**What you have to do:** Below are some entries; can you quote all of them exactly?

Saved entries
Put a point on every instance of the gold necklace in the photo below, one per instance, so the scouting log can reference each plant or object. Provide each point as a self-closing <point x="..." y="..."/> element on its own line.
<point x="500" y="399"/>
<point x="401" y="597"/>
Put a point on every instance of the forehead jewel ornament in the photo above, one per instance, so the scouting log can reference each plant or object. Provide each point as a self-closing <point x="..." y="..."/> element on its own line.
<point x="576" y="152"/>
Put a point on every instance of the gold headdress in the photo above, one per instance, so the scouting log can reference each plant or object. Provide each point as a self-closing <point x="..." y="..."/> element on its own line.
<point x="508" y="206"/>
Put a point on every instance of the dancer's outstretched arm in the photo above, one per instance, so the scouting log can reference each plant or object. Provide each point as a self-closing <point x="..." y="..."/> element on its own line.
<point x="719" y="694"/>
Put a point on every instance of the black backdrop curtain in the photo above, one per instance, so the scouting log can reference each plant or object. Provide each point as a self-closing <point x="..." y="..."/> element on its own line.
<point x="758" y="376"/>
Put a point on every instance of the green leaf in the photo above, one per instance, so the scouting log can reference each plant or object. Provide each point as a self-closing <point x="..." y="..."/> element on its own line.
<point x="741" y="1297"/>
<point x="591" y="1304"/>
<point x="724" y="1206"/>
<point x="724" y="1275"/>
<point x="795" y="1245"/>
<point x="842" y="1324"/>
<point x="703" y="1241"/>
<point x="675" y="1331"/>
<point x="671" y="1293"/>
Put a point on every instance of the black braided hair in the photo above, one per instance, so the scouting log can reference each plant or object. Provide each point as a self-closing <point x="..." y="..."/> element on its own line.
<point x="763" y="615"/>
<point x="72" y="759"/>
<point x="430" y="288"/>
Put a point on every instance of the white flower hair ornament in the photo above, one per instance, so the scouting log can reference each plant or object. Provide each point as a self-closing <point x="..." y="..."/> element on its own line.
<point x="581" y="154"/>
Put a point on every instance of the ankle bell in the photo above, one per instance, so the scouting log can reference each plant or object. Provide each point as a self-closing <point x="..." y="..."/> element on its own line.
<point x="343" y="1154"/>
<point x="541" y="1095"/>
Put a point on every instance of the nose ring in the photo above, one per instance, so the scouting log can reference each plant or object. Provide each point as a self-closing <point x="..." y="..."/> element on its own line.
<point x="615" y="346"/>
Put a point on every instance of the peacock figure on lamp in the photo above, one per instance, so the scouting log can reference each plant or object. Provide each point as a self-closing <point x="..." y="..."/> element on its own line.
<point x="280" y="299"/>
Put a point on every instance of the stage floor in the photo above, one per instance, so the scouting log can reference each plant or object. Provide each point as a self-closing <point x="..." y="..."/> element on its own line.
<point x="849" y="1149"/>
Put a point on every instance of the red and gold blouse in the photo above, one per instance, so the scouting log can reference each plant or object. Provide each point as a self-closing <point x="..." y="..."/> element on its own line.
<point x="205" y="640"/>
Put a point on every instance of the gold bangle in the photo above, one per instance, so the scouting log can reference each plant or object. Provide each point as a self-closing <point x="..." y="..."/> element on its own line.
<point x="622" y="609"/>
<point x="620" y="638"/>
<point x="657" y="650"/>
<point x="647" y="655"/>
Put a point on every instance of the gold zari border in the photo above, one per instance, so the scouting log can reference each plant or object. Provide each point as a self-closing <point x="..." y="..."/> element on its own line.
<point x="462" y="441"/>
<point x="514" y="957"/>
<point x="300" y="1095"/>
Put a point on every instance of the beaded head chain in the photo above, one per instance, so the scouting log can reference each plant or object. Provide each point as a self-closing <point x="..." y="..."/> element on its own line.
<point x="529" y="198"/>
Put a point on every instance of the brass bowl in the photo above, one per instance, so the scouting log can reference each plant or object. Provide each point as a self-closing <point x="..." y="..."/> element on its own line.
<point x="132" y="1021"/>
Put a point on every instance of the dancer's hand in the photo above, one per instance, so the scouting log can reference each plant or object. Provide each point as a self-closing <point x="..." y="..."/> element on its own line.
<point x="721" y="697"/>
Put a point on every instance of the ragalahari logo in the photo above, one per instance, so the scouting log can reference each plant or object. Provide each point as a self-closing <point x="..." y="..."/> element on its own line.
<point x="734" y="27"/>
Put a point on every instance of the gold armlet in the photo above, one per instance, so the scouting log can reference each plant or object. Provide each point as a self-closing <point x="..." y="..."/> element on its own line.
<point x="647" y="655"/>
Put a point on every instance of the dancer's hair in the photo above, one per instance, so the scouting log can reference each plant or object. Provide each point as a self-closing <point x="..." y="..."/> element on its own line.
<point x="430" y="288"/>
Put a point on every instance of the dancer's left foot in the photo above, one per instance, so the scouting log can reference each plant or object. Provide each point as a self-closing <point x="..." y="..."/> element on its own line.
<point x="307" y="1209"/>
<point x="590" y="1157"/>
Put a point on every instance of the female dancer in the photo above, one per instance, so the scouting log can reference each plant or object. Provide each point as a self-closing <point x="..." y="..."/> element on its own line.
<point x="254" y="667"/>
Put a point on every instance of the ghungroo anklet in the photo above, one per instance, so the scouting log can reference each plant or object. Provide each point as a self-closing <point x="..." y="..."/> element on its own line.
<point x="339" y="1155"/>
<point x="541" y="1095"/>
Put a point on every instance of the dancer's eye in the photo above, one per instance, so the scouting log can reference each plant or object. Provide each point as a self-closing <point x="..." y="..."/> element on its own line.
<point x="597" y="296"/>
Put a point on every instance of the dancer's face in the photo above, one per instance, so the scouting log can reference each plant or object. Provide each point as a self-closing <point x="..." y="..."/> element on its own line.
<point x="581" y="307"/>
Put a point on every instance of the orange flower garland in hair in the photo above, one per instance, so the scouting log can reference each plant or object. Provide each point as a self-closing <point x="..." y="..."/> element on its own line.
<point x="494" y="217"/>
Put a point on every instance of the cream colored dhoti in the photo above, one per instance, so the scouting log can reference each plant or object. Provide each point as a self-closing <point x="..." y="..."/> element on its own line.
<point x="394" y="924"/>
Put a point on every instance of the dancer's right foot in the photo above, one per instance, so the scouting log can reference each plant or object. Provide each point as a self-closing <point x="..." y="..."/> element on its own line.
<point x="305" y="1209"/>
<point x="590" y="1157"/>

**Response below:**
Put a point on every instance of the gold necklace in the photo below, one per instance, so the scouting log can reference each plant or object. Provide each point as a self-closing <point x="..." y="..."/> element on its own line.
<point x="500" y="399"/>
<point x="401" y="597"/>
Put a point on every instance of the forehead jewel ornament in the photo above, one per instance, so the scouting log can reference each plant or object. Provide each point as a self-closing <point x="..." y="..."/> element on its own line.
<point x="576" y="152"/>
Put a point on every instance of the gold headdress in the photo above, one per instance, so the scouting log can reference each plant or object. Provide each point as a self-closing <point x="..." y="..."/> element on its own line.
<point x="508" y="206"/>
Put a point on every instance of the dancer's outstretched arm in the photo above, one per instance, so the scouting log can reference each plant or object. Provide each point as a self-closing <point x="..." y="..."/> element on its own line.
<point x="719" y="694"/>
Put a point on every instance of the black backdrop curtain in the photo above, one per instance, so the scouting log can reference each plant or object. Provide each point as a self-closing <point x="..." y="..."/> element on its own line.
<point x="758" y="376"/>
Put a point on every instance of the green leaf in the photo above, one per instance, so the scouting log can reference each plant or object. Provide each point as a self-closing <point x="..." y="..."/> element on its own line.
<point x="741" y="1297"/>
<point x="591" y="1304"/>
<point x="724" y="1206"/>
<point x="724" y="1275"/>
<point x="795" y="1245"/>
<point x="842" y="1324"/>
<point x="703" y="1241"/>
<point x="675" y="1331"/>
<point x="671" y="1293"/>
Put a point on every instance of the black braided hair in the photo above, one per instance, so the scouting log can reference each plant or object. Provide each point as a self-closing <point x="..." y="..."/> element on its own line.
<point x="763" y="615"/>
<point x="72" y="759"/>
<point x="430" y="288"/>
Put a point on every instance of the white flower hair ornament in the photo above, one per instance, so the scouting log can reference each plant or object. Provide each point as a self-closing <point x="..." y="..."/> element on its own line.
<point x="581" y="154"/>
Put a point on every instance of the ankle bell in the photo above, one per instance, so the scouting log can reference each plant or object. Provide each point as a self-closing <point x="..." y="..."/> element on its own line.
<point x="343" y="1154"/>
<point x="541" y="1095"/>
Put a point on every instance of the nose ring in the photo above, one per instance, so the scouting log can reference each plant or object. Provide each point as a self-closing <point x="..." y="..."/> element on its own line.
<point x="615" y="346"/>
Put a point on every instance of the peacock figure on lamp in the photo above, one per instance, so the scouting log can reference each plant or object. Provide each point as a self-closing <point x="..." y="..."/> element on its own line.
<point x="280" y="299"/>
Put a point on every instance of the stage floor in the photo above, one per instance, so the scouting log can reference each plant or object. Provide each point as a self-closing <point x="..." y="..."/> element on its own line.
<point x="849" y="1149"/>
Put a point on every instance of the red and gold blouse in the photo above, one per instance, so the scouting log can reference each plant or object. Provide each point as a self-closing <point x="..." y="..."/> element on its own line.
<point x="205" y="640"/>
Put a point on every instance of the gold bangle in the photo above, one per instance, so the scouting log can reference each plant or object. Provide each point as a self-closing <point x="..." y="..."/> element on its own line.
<point x="622" y="609"/>
<point x="620" y="638"/>
<point x="657" y="650"/>
<point x="647" y="655"/>
Put a point on every instance of the gold zari border in the photo above, one per instance, so the scouting log can reference each plant or object. Provide each point as a self-closing <point x="..." y="..."/> element on its own line.
<point x="462" y="441"/>
<point x="514" y="957"/>
<point x="300" y="1095"/>
Put a point on every instance of the beaded head chain in the photo above, one per instance, so the scouting log can reference each plant or object. Provide each point as a self-closing <point x="..." y="..."/> element on its own line.
<point x="529" y="198"/>
Put a point on every instance of the brass bowl in the photo above, one per instance, so the scouting log can reference each plant or object. Provide each point as a self-closing <point x="..." y="..."/> element on its own line.
<point x="132" y="1021"/>
Put a point on every instance of the dancer's hand in the photo above, one per instance, so the scouting log can reference each plant or object. Provide each point as a self-closing <point x="..." y="..."/> element on its own line.
<point x="721" y="697"/>
Put a point on every instance of the ragalahari logo in the photo above, one per instance, so the scouting log can reference each plant or object. Provide each point as a self-closing <point x="..." y="..."/> element on its own line.
<point x="734" y="27"/>
Put a point on every instance of the gold armlet in the photo above, one per instance, so the scouting log can reference each plant or object. Provide each point as a self-closing <point x="..." y="..."/> element on its own line.
<point x="647" y="655"/>
Put a point on every instance of the dancer's hair in the photo above, one per instance, so the scouting log can reference each plant or object. Provide each point as a self-closing <point x="..." y="..."/> element on its own line.
<point x="430" y="288"/>
Put a point on every instance of the dancer's left foot in the photo above, one per instance, so the scouting log can reference each plant or object. Provide each point as a self-closing <point x="..." y="..."/> element on its own line.
<point x="307" y="1209"/>
<point x="590" y="1157"/>
Put a point on every instance of the female dancer in the photo above, one per instance, so the scouting log can reference each plant or object. Provide each point as a self-closing <point x="..." y="..."/> element on its own line.
<point x="254" y="667"/>
Put a point on every instance of the ghungroo anklet in the photo above, one per instance, so the scouting log can reference each plant or object. Provide each point as a self-closing <point x="..." y="..."/> element on its own line.
<point x="339" y="1155"/>
<point x="541" y="1095"/>
Put a point on every instance of the dancer's eye in the photo above, one per instance, so the scouting log can reference each plant or object. Provide each point as a self-closing <point x="..." y="..."/> element on its own line.
<point x="597" y="296"/>
Put a point on every instance of the dancer's face in the photo above, one per instance, so the scouting log can reference each plant or object. Provide each point as a self-closing <point x="..." y="..."/> element on its own line.
<point x="581" y="307"/>
Put a point on every instance of the orange flower garland in hair in the photo above, one per instance, so the scouting log can reference each plant or object. Provide each point as a self-closing <point x="..." y="..."/> element on its own line.
<point x="494" y="217"/>
Put a point on every instance of the cream colored dhoti in the photo above, one per instance, so the scouting log can reference each plant or object. Provide each point as a self-closing <point x="..." y="..."/> element on its own line.
<point x="394" y="924"/>
Put a point on every instance of the dancer's right foot in the photo above, one per instance, so the scouting log can reference each plant or object. Provide each point as a self-closing <point x="..." y="..."/> element on its own line.
<point x="305" y="1209"/>
<point x="590" y="1157"/>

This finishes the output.